**Items**
— BEGIN —
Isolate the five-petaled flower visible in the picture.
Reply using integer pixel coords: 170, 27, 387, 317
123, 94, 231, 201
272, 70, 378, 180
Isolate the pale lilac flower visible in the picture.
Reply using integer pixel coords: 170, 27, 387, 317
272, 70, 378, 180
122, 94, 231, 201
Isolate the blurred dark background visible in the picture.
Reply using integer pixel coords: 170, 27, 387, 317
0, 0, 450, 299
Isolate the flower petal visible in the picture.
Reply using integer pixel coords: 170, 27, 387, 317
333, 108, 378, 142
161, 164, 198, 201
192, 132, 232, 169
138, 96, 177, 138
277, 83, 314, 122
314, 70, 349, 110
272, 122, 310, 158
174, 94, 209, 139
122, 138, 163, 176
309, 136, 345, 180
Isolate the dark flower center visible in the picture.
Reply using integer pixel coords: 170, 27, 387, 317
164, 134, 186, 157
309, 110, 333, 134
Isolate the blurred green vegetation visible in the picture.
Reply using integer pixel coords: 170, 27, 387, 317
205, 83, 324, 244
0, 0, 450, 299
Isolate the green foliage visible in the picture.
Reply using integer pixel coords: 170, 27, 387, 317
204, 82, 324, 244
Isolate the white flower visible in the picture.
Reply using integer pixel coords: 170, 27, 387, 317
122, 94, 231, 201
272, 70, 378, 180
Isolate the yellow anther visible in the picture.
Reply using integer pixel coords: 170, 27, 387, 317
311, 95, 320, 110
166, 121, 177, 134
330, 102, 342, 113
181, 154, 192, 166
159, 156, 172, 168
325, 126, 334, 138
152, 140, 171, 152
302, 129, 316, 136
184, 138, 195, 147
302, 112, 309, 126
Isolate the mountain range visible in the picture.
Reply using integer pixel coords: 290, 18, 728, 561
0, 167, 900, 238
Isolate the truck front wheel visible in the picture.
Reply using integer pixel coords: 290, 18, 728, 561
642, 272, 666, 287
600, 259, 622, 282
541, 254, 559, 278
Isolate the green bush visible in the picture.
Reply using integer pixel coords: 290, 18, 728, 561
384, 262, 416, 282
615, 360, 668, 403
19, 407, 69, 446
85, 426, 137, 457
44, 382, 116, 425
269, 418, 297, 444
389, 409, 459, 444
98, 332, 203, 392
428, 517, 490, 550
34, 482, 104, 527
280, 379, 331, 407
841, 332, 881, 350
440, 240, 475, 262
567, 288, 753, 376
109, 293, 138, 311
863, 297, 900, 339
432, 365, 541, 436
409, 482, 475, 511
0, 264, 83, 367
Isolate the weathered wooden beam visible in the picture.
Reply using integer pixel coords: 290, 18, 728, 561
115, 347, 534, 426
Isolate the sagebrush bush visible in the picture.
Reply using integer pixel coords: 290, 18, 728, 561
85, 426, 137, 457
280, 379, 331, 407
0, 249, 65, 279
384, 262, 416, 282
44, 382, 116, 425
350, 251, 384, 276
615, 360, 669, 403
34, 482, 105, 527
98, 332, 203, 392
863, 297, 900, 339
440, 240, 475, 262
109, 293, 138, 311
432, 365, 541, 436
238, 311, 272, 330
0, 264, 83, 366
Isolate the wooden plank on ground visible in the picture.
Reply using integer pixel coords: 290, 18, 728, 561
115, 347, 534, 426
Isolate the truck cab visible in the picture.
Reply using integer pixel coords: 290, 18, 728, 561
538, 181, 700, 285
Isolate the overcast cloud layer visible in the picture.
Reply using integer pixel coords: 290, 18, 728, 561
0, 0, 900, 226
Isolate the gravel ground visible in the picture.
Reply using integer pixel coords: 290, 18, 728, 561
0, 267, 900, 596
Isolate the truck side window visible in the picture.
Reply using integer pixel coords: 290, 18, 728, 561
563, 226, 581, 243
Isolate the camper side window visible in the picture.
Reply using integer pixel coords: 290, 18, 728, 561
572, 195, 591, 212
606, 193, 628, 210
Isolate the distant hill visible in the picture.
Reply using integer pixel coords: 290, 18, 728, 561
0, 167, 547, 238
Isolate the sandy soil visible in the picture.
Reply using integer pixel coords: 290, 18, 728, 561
— END —
Please list each line from the rows above that contains the word "flower", treating uppercase and lowercase letters as different.

Isolate the five-petaled flower visible in the picture.
Isolate the pale lilac flower visible in the picture.
Isolate the flower petal visible in the picture.
Isolate the dark flower center visible in the picture.
Isolate the white flower visible in the picture.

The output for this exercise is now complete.